═════ Material provided

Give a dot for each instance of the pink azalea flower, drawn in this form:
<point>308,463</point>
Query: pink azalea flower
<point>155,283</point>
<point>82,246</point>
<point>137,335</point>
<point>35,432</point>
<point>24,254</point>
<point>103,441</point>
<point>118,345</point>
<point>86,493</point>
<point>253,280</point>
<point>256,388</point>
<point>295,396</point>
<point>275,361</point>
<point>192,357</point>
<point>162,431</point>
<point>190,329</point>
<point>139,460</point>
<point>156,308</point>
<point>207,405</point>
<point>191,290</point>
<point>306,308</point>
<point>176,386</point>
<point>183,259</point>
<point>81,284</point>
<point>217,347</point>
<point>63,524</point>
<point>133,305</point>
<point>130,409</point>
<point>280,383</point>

══════════

§ **Required work**: Present every line of the rows above as a Markdown table with two columns, Line No. and Content. Skip blank lines.

§ **Result of this exercise**:
| Line No. | Content |
|---|---|
| 1 | Give a dot for each instance of the pink azalea flower, drawn in this form: |
| 2 | <point>308,463</point> |
| 3 | Query: pink azalea flower |
| 4 | <point>155,283</point> |
| 5 | <point>82,246</point> |
| 6 | <point>137,335</point> |
| 7 | <point>35,432</point> |
| 8 | <point>24,254</point> |
| 9 | <point>103,441</point> |
| 10 | <point>118,345</point> |
| 11 | <point>86,493</point> |
| 12 | <point>253,280</point> |
| 13 | <point>256,388</point> |
| 14 | <point>295,396</point> |
| 15 | <point>275,361</point> |
| 16 | <point>192,357</point> |
| 17 | <point>162,431</point> |
| 18 | <point>190,329</point> |
| 19 | <point>139,460</point> |
| 20 | <point>156,308</point> |
| 21 | <point>207,405</point> |
| 22 | <point>191,290</point> |
| 23 | <point>306,308</point> |
| 24 | <point>176,386</point> |
| 25 | <point>183,259</point> |
| 26 | <point>81,284</point> |
| 27 | <point>217,347</point> |
| 28 | <point>63,524</point> |
| 29 | <point>133,305</point> |
| 30 | <point>130,409</point> |
| 31 | <point>280,383</point> |